┌─ Provided data

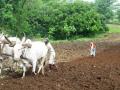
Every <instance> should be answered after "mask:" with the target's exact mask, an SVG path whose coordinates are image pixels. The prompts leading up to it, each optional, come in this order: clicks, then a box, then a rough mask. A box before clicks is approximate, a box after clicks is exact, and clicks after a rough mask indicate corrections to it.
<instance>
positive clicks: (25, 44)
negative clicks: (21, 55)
mask: <svg viewBox="0 0 120 90" xmlns="http://www.w3.org/2000/svg"><path fill="white" fill-rule="evenodd" d="M22 46H24V47H28V48H31V47H32V44H30V43H24V44H22Z"/></svg>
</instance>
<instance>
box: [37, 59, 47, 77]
mask: <svg viewBox="0 0 120 90" xmlns="http://www.w3.org/2000/svg"><path fill="white" fill-rule="evenodd" d="M44 63H45V58H42V60H41V62H40V64H39V69H38V72H37V73H40V70H41V69H42V74H43V75H44Z"/></svg>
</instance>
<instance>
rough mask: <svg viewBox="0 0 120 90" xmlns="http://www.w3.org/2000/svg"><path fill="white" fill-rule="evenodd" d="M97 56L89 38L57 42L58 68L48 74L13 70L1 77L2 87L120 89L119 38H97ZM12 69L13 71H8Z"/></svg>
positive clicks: (55, 45)
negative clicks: (55, 69) (94, 57)
mask: <svg viewBox="0 0 120 90" xmlns="http://www.w3.org/2000/svg"><path fill="white" fill-rule="evenodd" d="M96 43H97V56H96V57H95V58H92V57H89V53H88V47H89V44H88V42H78V41H75V42H70V43H59V44H55V45H54V47H55V50H56V52H57V57H56V60H57V66H58V70H57V71H55V70H53V71H51V72H48V67H47V66H46V70H45V71H46V72H45V76H42V75H41V74H40V75H37V76H33V75H32V74H30V73H29V72H28V73H27V75H26V77H25V78H24V79H21V78H20V76H21V74H17V73H12V74H10V76H9V77H7V78H3V79H2V78H1V79H0V90H120V42H119V39H118V38H117V39H116V38H114V39H111V38H110V39H109V40H108V39H106V40H102V41H97V42H96ZM9 73H10V72H9Z"/></svg>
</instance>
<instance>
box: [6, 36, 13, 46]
mask: <svg viewBox="0 0 120 90" xmlns="http://www.w3.org/2000/svg"><path fill="white" fill-rule="evenodd" d="M5 39H6V40H7V41H8V42H9V43H10V44H11V45H12V42H11V41H10V40H9V39H8V38H7V37H6V36H5Z"/></svg>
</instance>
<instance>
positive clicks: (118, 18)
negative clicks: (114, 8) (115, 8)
mask: <svg viewBox="0 0 120 90" xmlns="http://www.w3.org/2000/svg"><path fill="white" fill-rule="evenodd" d="M117 18H118V20H119V22H120V9H118V10H117Z"/></svg>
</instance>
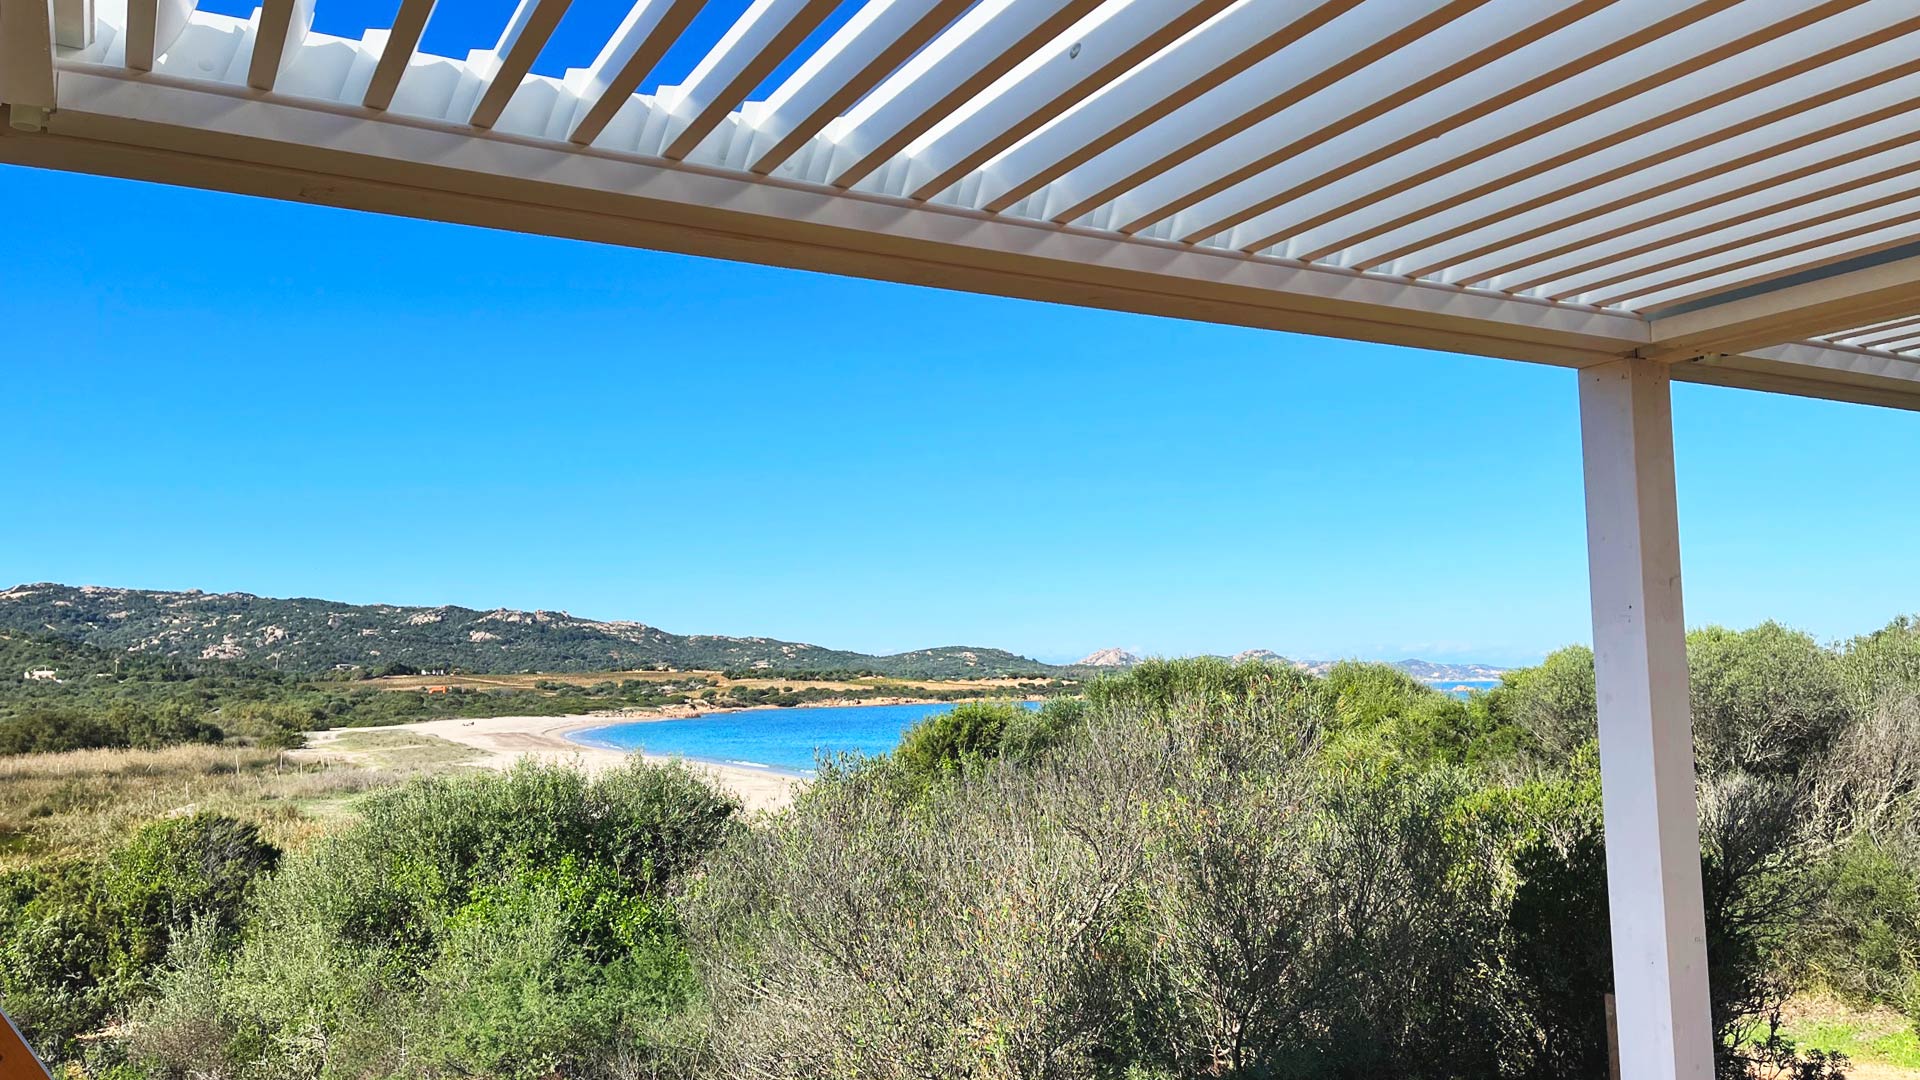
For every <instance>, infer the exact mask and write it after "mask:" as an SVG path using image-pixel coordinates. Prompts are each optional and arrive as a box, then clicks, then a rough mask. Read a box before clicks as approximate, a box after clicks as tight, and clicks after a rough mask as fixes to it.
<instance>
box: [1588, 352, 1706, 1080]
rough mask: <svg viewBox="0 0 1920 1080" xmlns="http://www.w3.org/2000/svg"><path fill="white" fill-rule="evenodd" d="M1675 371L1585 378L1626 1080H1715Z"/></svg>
mask: <svg viewBox="0 0 1920 1080" xmlns="http://www.w3.org/2000/svg"><path fill="white" fill-rule="evenodd" d="M1668 380H1670V373H1668V369H1667V365H1661V363H1653V361H1645V359H1620V361H1615V363H1605V365H1597V367H1588V369H1582V371H1580V448H1582V459H1584V475H1586V544H1588V580H1590V588H1592V598H1594V686H1596V700H1597V705H1599V784H1601V799H1603V803H1605V807H1603V815H1601V817H1603V819H1605V832H1607V915H1609V920H1611V926H1613V984H1615V1007H1617V1011H1619V1028H1620V1030H1622V1032H1632V1038H1628V1040H1622V1042H1620V1076H1622V1078H1626V1080H1713V1076H1715V1070H1713V1049H1715V1038H1713V1009H1711V1007H1709V994H1707V913H1705V899H1703V888H1701V871H1699V821H1697V811H1695V805H1693V732H1692V719H1690V703H1688V665H1686V615H1684V611H1682V598H1680V515H1678V507H1676V498H1674V446H1672V404H1670V392H1668Z"/></svg>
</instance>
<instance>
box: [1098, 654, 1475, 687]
mask: <svg viewBox="0 0 1920 1080" xmlns="http://www.w3.org/2000/svg"><path fill="white" fill-rule="evenodd" d="M1140 659H1142V657H1137V655H1133V653H1129V651H1127V650H1100V651H1096V653H1092V655H1089V657H1085V659H1081V661H1079V663H1077V665H1075V667H1081V669H1125V667H1133V665H1137V663H1140ZM1221 659H1229V661H1233V663H1248V661H1260V663H1290V665H1294V667H1298V669H1302V671H1311V673H1313V675H1327V673H1329V671H1332V667H1334V665H1336V663H1340V661H1336V659H1286V657H1284V655H1281V653H1277V651H1273V650H1246V651H1238V653H1233V655H1231V657H1221ZM1380 663H1386V667H1392V669H1396V671H1402V673H1405V675H1407V676H1411V678H1417V680H1421V682H1475V680H1488V678H1500V676H1501V675H1505V669H1501V667H1492V665H1484V663H1434V661H1430V659H1396V661H1380Z"/></svg>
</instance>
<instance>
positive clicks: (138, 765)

└─

▶ [What you will do]: Reproduce all of the data above line for line and without changes, leaving out the pictures.

▶ [Exercise answer]:
Every <instance> should be answered after "mask:" with the target's exact mask, an SVG path whose coordinates are image pixels. The prompts leading up to it, each optional, come in this order: clicks, then a box, then a rough mask. A box before clicks is approximate, a box after clicks is exact, and clicks after a rough mask indicate corrections to it.
<instance>
positive clicks: (25, 44)
negative clicks: (21, 55)
mask: <svg viewBox="0 0 120 90" xmlns="http://www.w3.org/2000/svg"><path fill="white" fill-rule="evenodd" d="M22 46H24V47H28V48H31V47H32V44H30V43H24V44H22Z"/></svg>
</instance>
<instance>
box: [37, 59, 47, 77]
mask: <svg viewBox="0 0 120 90" xmlns="http://www.w3.org/2000/svg"><path fill="white" fill-rule="evenodd" d="M44 63H45V58H42V60H41V62H40V64H39V69H38V72H37V73H40V70H41V69H42V74H43V75H44Z"/></svg>
</instance>
<instance>
rough mask: <svg viewBox="0 0 120 90" xmlns="http://www.w3.org/2000/svg"><path fill="white" fill-rule="evenodd" d="M97 56L89 38L57 42L58 68L48 74L13 70L1 77L2 87L120 89L119 38H97ZM12 69L13 71H8Z"/></svg>
positive clicks: (55, 45)
negative clicks: (55, 69) (94, 57)
mask: <svg viewBox="0 0 120 90" xmlns="http://www.w3.org/2000/svg"><path fill="white" fill-rule="evenodd" d="M96 43H97V56H96V57H95V58H92V57H89V53H88V47H89V44H88V42H78V41H75V42H70V43H59V44H55V45H54V47H55V50H56V52H57V57H56V60H57V66H58V70H57V71H55V70H53V71H51V72H48V67H47V66H46V70H45V71H46V72H45V76H42V75H41V74H40V75H37V76H33V75H32V74H30V73H29V72H28V73H27V75H26V77H25V78H24V79H21V78H20V76H21V74H17V73H12V74H10V76H9V77H7V78H3V79H2V78H1V79H0V90H120V42H119V39H118V38H117V39H116V38H114V39H111V38H110V39H109V40H108V39H106V40H102V41H97V42H96ZM9 73H10V72H9Z"/></svg>
</instance>
<instance>
box: [6, 36, 13, 46]
mask: <svg viewBox="0 0 120 90" xmlns="http://www.w3.org/2000/svg"><path fill="white" fill-rule="evenodd" d="M5 39H6V40H7V41H8V42H9V43H10V44H11V45H12V42H11V41H10V40H9V39H8V38H7V37H6V36H5Z"/></svg>
</instance>
<instance>
positive clicks: (118, 18)
negative clicks: (114, 8) (115, 8)
mask: <svg viewBox="0 0 120 90" xmlns="http://www.w3.org/2000/svg"><path fill="white" fill-rule="evenodd" d="M117 18H118V20H119V22H120V9H118V10H117Z"/></svg>
</instance>
For every <instance>, infer the exact mask and write it after "mask:" as an SVG path using image-pixel coordinates. Prompts are each optional and arrive as a box, then clicks, then a rough mask. Read a box before clicks as approximate, a box after clicks as tight, and clicks after a rough mask as fixes to it.
<instance>
box: [1588, 352, 1706, 1080]
rough mask: <svg viewBox="0 0 1920 1080" xmlns="http://www.w3.org/2000/svg"><path fill="white" fill-rule="evenodd" d="M1675 371L1585 378L1626 1080H1715Z"/></svg>
mask: <svg viewBox="0 0 1920 1080" xmlns="http://www.w3.org/2000/svg"><path fill="white" fill-rule="evenodd" d="M1668 380H1670V373H1668V369H1667V365H1661V363H1653V361H1645V359H1620V361H1615V363H1605V365H1597V367H1588V369H1582V371H1580V448H1582V459H1584V475H1586V544H1588V580H1590V588H1592V598H1594V686H1596V700H1597V705H1599V784H1601V799H1603V803H1605V807H1603V815H1601V817H1603V819H1605V832H1607V915H1609V920H1611V926H1613V984H1615V1007H1617V1011H1619V1028H1620V1030H1622V1032H1632V1038H1628V1040H1622V1042H1620V1076H1622V1078H1626V1080H1713V1076H1715V1070H1713V1049H1715V1038H1713V1009H1711V1007H1709V994H1707V913H1705V899H1703V888H1701V871H1699V821H1697V811H1695V805H1693V732H1692V719H1690V703H1688V665H1686V615H1684V611H1682V598H1680V515H1678V507H1676V498H1674V446H1672V404H1670V392H1668Z"/></svg>
</instance>
<instance>
box: [1098, 654, 1475, 687]
mask: <svg viewBox="0 0 1920 1080" xmlns="http://www.w3.org/2000/svg"><path fill="white" fill-rule="evenodd" d="M1140 659H1142V657H1137V655H1133V653H1129V651H1127V650H1100V651H1096V653H1092V655H1089V657H1085V659H1081V661H1079V663H1077V665H1075V667H1081V669H1125V667H1133V665H1137V663H1140ZM1221 659H1229V661H1233V663H1248V661H1260V663H1290V665H1294V667H1298V669H1302V671H1311V673H1313V675H1327V673H1329V671H1332V667H1334V665H1336V663H1340V661H1336V659H1286V657H1284V655H1281V653H1277V651H1273V650H1246V651H1238V653H1233V655H1231V657H1221ZM1380 663H1386V667H1392V669H1396V671H1402V673H1405V675H1407V676H1411V678H1417V680H1421V682H1475V680H1488V678H1500V676H1501V675H1505V669H1501V667H1492V665H1484V663H1434V661H1430V659H1396V661H1380Z"/></svg>
</instance>
<instance>
positive clicks: (138, 765)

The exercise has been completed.